Like a wrench and a hammer for house repairs or pots and pans and a rolling pin in the kitchen, the financial world has various tools to help people reach their financial goals. Two such tools are credit cards and debit cards.
Both cards are simple, convenient implements for handling your money and making purchases. Most people have at least one debit and credit card in their wallets, as both are acceptable payment methods at most businesses.
Not only are they practically the same in appearance, but credit and debit cards share multiple features, including a 16-digit card number, expiration dates, a CVV on the back for security, and a magnetic stripe that is scanned whenever you buy an item. Both cards also require a personal identification number – or PIN – and must be signed by the cardholder before a card is valid for use.
To easily identify one type of card from the other, the word “debit” is usually included somewhere on the front surface of the debit card. If the card has no label on it, it is most likely a credit card.
That said, there are differences between the two cards that go beyond what’s visible. When you use a debit card, you draw directly upon the money you have in your bank account. With a credit card, you essentially borrow the money until the time comes for you to pay it back. As a result, credit cards have a limit of how much money you can “borrow,” while debit does not.
Again, this difference only scratches the surface. Read on to learn more about the differences between credit and debit cards and how to know which is right for you.
What is a credit card?
A credit card works as an instrument that cardholders use to borrow money from institutions, specifically the banking institution that issued the card in the first place. Examples include Visa, Mastercard, and American Express.
There are six different types of credit cards people can own. They are as follows:
Standard: This is the most common card type and allows individuals to make purchases up to a predetermined credit limit.
Premium: Premium cards offer users additional benefits such as airport lounges and exclusive event access, but they come with a high annual usage fee.
Rewards: With a rewards card, users get cash-back and travel points whenever they spend money.
Balance Transfer: This type of card comes with low initial fees upon being issued.
Secured: Cardholders are required to pay an upfront cash deposit as collateral before using this type of card.
Charge cards: These credit cards come with no spending limit, but cardholders must pay the entire balance and subsequent fees monthly and entirely before entering the next pay period.
Several advantages come with owning a credit card. First and foremost, having a credit card will help build your credit history and, by extension, your credit score. This score is hugely influential when it comes to significant life purchases like applying for a mortgage, signing a lease on an apartment, and buying a new vehicle.
Credit cards also give you additional warranties when buying goods from certain businesses and provide better protection against fraud if your card is stolen or misplaced.
As for credit card disadvantages, since you’re “borrowing” money from the card issuer, it can be easy to overspend. Credit cards play a significant role in calculating your credit score, and if they’re misused, this can severely damage your credit score.
Furthermore, credit cards often come with a fee for continual usage and — depending on the card type — may also include international transaction fees.
What is a debit card?
A debit card is another tool used to handle money, but unlike a credit card, a debit card lets users draw directly from their personal bank account. Examples include Visa and Mastercard debit cards.
There are four types of debit cards.
Standard: Also called a check card, this type of debit card functions precisely as described above.

_Exercise task 1_: Could you return the passage of the article on credit and debit cards verbatim, starting with "To easily identify" and going on through "likely a credit card."?
_Exercise task 2_: In the listing, could you change "eroded rock face" to "worn cliff face" and give back only the lines starting with the line with "Q: Point to the dry" and going on through the end of the listing, with everything else unchanged and the pictures left out?
The article on credit and debit cards and the listing that comes next are unrelated to each other.

[Dataset listing of object locations]

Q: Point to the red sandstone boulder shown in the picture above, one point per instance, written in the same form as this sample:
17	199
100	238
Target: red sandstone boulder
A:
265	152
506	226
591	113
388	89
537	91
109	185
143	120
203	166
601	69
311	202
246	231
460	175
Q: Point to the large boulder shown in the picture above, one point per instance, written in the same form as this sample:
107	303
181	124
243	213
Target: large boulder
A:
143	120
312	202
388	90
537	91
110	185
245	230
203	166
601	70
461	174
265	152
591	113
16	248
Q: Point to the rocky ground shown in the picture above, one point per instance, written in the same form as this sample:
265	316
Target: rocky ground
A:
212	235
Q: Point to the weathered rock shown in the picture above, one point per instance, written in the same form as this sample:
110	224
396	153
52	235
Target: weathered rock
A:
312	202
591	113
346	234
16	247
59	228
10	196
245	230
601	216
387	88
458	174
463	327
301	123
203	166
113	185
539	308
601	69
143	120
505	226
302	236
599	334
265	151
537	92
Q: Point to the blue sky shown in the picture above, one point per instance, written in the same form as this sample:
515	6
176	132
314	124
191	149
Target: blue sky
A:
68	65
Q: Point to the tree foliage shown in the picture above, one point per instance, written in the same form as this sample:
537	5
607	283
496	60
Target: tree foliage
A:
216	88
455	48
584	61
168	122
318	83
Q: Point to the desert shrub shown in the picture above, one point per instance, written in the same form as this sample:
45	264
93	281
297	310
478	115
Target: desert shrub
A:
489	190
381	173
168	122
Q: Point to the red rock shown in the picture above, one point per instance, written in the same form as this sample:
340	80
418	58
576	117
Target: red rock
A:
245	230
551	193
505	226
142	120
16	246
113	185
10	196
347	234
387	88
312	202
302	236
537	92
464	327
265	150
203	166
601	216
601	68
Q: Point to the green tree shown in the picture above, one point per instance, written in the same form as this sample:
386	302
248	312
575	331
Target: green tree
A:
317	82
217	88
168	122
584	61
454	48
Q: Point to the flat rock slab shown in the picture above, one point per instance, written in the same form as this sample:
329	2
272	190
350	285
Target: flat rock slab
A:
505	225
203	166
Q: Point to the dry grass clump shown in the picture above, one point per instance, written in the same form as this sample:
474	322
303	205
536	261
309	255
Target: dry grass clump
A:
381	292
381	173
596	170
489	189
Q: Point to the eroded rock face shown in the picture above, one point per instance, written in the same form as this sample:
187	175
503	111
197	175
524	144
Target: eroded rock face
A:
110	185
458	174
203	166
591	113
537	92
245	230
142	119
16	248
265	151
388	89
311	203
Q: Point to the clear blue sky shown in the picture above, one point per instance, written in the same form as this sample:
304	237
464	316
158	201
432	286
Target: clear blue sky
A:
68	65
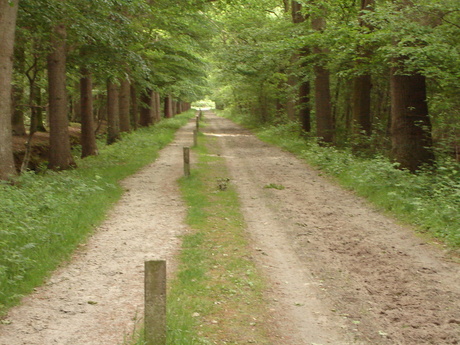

_Task result 1_:
To easily identify one type of card from the other, the word “debit” is usually included somewhere on the front surface of the debit card. If the card has no label on it, it is most likely a credit card.

_Task result 2_:
Q: Point to the dry grass clump shown in the picture above, one point per instance, written in the same form as this sample:
474	322
303	205
536	261
309	255
Target: dry grass clump
A:
381	292
381	173
596	170
489	189
Q: Point to the worn cliff face shown in the picture above, one point per instance, written in the same form as this sample:
187	175
503	111
197	175
524	144
Target: worn cliff face
A:
110	185
458	174
203	166
591	113
537	92
245	230
142	119
16	248
265	151
388	89
311	203
Q: Point to the clear blue sky shown in the picture above, one point per instance, written in the same form as this sample:
304	237
464	316
158	201
432	286
Target: clear blue sky
A:
68	65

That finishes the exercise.